_Task statement:_ Pick up the write-up on looping SyrupUSDC on Jupiter right after its last sentence, and keep its tone and style.

_Text block:_
Ultimately, you control the trade-off: pick the APY you want, with the risk you're comfortable managing.

Bonus: Airdrop Angle

Syrup currently has its own token. Maple distributes Drips rewards on Ethereum, but there is no guarantee these extend to Solana. The real upside today comes from Jupiter's $2M+ incentives, which reward early users of Lend and Multiply. Future recognition from either Syrup or Jupiter is speculative, but possible.

Risk Rating: ★☆☆☆☆ (1/5 — With Low Leverage)

Risk Rating: ★★★☆☆ (3/5 — With Higher Leverage)

  • Pros: Transparent UI, strong incentives, sustainable base yield, risk-adjustable leverage.
  • Cons: Leverage introduces liquidation exposure, Maple lending carries credit risk, incentives will taper.
Bottom Line: SyrupUSDC looping on Jupiter is one of the clearest ways to earn double-digit stablecoin yields in Solana DeFi. The UI gives full control over leverage and risk, making it accessible whether you want a safe 10–20% return or are comfortable pushing toward higher APYs during the incentive window.

_Data block:_
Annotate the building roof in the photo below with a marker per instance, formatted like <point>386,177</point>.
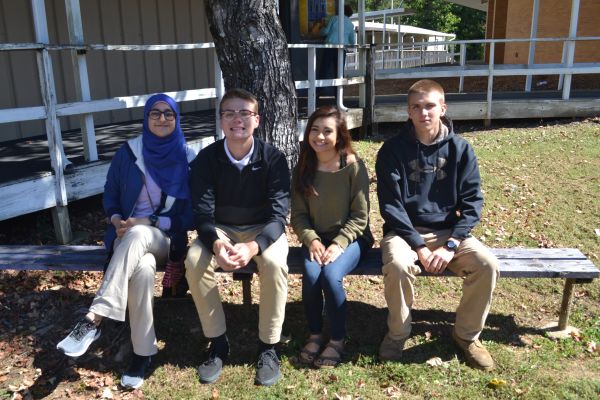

_Task answer:_
Here is a step-by-step tutorial:


Cryptonary's take

Yield farming is a balancing act between risk and reward. Protocol design and incentive structures determine how durable those returns are, while market volatility and protocol risk are unavoidable parts of the game.

Think of it this way: your base lending APY or LP yield is the floor, and any airdrop allocation you eventually receive acts as a multiplier on that return. The precise value of an airdrop is never known in advance, but history shows that engaged participants are often rewarded far more than the standard APY would suggest.

Stablecoin vaults, concentrated LP ranges, leveraged asset looping, and lending markets all represent different roads to the same destination. Those who consistently seek out alpha and allocate capital with conviction are the ones who reap the greatest rewards over time. In DeFi, strategy, selectivity, and timing all separate the outperformers from the crowd.

The strongest strategies layer sustainable yield with potential airdrop exposure. Together, they can provide a steady income while positioning for what is often a significant payout in the future.

Happy farming!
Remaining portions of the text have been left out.